Constipation is Increasing in Children

Gastroenterologists from Johns Hopkins University are reporting something I don’t find surprising at all—kids are experiencing more serious and chronic bouts of constipation. Why? Lack of physical activity, inadequate water intake and fiber-poor diets are the biggest culprits.

As I said, it’s not surprising. Traditional medicine defines constipation in children as three or fewer bowel movements per week, for at least three months (not necessarily consecutive) per year. They say that these children need to be treated early and aggressively. They also say, “no amount of fiber or prune juice will help a child with serious chronic constipation.”

Wanna know what I say? I say if children are not experiencing a bowel movement every day, they are constipated. If they miss a day, they are constipated and should be treated for it.  How’s that for early? Sure, if a child is only having three bowel movements per week for three months, fiber and prune juice might not be enough. But more importantly, we need to not let the problem get that far. In fact, it starts in infancy, with a proper diet (including plenty of breast milk!).

Data excerpts:

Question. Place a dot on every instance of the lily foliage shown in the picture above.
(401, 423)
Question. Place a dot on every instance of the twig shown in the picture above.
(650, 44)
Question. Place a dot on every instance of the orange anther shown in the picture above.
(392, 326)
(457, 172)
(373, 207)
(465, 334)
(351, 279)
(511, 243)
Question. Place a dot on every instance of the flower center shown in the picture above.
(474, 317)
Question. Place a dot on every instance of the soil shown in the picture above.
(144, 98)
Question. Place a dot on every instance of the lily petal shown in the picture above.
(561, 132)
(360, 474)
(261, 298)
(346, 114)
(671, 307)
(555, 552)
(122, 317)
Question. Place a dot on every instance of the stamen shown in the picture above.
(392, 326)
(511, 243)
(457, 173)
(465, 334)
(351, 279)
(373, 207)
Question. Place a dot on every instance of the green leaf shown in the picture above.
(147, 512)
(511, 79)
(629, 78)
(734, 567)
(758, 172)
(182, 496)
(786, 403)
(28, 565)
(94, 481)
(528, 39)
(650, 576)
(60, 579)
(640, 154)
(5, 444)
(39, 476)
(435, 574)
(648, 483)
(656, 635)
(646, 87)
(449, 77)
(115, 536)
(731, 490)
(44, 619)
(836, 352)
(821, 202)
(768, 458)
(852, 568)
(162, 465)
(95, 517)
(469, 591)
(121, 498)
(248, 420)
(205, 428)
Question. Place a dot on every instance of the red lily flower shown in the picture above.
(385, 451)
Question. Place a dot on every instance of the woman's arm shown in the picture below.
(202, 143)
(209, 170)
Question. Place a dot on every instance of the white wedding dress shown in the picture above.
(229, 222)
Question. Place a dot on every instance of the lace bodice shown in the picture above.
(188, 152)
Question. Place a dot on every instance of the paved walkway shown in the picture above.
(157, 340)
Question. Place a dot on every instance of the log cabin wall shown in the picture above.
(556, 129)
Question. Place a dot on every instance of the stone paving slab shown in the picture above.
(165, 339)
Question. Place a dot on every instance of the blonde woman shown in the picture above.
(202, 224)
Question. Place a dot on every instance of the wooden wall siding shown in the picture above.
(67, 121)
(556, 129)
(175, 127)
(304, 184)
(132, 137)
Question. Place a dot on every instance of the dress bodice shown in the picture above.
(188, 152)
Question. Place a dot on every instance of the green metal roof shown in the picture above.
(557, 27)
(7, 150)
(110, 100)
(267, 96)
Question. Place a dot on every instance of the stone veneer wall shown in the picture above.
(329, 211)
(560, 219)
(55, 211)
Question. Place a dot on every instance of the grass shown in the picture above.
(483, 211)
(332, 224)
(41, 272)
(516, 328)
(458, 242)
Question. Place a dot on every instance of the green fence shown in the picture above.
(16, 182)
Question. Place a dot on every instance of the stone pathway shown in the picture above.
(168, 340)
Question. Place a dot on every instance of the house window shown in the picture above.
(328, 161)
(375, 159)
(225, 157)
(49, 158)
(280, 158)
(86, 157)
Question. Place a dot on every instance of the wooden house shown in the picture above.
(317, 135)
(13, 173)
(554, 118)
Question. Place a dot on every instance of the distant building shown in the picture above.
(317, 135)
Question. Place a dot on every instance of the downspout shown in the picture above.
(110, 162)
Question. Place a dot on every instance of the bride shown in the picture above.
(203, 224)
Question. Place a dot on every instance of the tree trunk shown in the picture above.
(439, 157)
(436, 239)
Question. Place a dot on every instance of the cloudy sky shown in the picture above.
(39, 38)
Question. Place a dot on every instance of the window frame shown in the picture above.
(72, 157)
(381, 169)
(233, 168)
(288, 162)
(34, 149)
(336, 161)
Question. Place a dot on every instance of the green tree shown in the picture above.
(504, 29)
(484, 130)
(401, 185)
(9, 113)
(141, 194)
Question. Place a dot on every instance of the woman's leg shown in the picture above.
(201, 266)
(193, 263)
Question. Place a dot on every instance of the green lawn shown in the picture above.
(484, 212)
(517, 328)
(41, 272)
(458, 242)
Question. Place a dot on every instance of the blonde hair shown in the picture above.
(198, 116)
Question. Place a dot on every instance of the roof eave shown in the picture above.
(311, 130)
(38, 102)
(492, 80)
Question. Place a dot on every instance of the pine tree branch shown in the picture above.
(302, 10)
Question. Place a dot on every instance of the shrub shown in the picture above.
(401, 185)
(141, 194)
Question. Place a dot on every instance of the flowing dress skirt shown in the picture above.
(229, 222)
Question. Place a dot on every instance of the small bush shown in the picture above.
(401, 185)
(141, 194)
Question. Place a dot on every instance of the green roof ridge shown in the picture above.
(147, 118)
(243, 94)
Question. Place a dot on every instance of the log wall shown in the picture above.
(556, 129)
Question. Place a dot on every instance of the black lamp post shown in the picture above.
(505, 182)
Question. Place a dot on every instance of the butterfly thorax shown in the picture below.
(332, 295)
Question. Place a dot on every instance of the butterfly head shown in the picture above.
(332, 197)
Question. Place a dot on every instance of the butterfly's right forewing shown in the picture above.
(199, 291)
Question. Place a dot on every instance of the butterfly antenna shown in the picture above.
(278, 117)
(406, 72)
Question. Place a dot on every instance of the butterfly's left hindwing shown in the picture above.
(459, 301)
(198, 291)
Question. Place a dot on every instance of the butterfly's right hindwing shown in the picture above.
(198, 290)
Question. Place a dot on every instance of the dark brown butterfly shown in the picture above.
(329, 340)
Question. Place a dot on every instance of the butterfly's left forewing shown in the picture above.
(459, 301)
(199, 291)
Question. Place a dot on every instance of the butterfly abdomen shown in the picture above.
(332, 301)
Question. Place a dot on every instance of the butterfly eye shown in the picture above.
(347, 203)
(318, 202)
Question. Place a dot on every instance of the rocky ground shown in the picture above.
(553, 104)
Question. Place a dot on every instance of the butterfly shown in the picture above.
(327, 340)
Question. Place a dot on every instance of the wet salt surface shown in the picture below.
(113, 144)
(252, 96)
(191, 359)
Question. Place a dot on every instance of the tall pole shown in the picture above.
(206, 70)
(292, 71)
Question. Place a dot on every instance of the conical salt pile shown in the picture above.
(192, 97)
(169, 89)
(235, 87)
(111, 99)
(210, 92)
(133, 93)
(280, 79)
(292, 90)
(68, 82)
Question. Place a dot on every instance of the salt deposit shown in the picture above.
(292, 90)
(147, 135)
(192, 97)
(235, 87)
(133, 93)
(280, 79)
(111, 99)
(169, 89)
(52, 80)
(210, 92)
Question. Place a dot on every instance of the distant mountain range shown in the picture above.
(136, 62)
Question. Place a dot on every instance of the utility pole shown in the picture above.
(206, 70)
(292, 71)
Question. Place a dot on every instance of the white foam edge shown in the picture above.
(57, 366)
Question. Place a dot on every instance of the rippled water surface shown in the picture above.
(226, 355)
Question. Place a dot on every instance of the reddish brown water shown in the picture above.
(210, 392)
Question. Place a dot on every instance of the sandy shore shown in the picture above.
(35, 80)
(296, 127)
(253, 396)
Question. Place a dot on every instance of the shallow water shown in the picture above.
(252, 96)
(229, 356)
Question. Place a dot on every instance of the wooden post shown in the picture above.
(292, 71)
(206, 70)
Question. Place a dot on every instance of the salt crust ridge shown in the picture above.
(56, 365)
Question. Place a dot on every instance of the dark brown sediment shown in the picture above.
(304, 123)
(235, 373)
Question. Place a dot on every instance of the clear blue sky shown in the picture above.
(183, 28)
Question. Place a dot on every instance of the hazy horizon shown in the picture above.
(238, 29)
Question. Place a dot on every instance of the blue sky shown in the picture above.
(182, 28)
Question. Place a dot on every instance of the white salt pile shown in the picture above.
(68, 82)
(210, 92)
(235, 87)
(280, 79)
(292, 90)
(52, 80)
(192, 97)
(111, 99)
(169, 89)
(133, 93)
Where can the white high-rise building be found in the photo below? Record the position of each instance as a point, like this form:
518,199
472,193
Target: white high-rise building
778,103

* _INSTRUCTIONS_:
• a. List the factors that the text on constipation in children names as the biggest culprits behind kids' more serious and chronic constipation.
• b. Continue the text on constipation in children from its last sentence.

* _RESPONSES FOR EACH TASK_:
• a.
- Lack of physical activity
- Inadequate water intake
- Fiber-poor diets

• b.
One bowel movement daily—that should be the norm, OK?

The researchers do recommend plenty of water intake, plenty of exercise, a high-fiber diet rich in fruits and vegetables, and a diet low in processed foods and foods that are high in fat and sugar. They also recommend the use of a stool or box to prop up legs into a more natural position.  They also stress the importance of teaching kids to never “hold” or ignore the urge to move the bowels.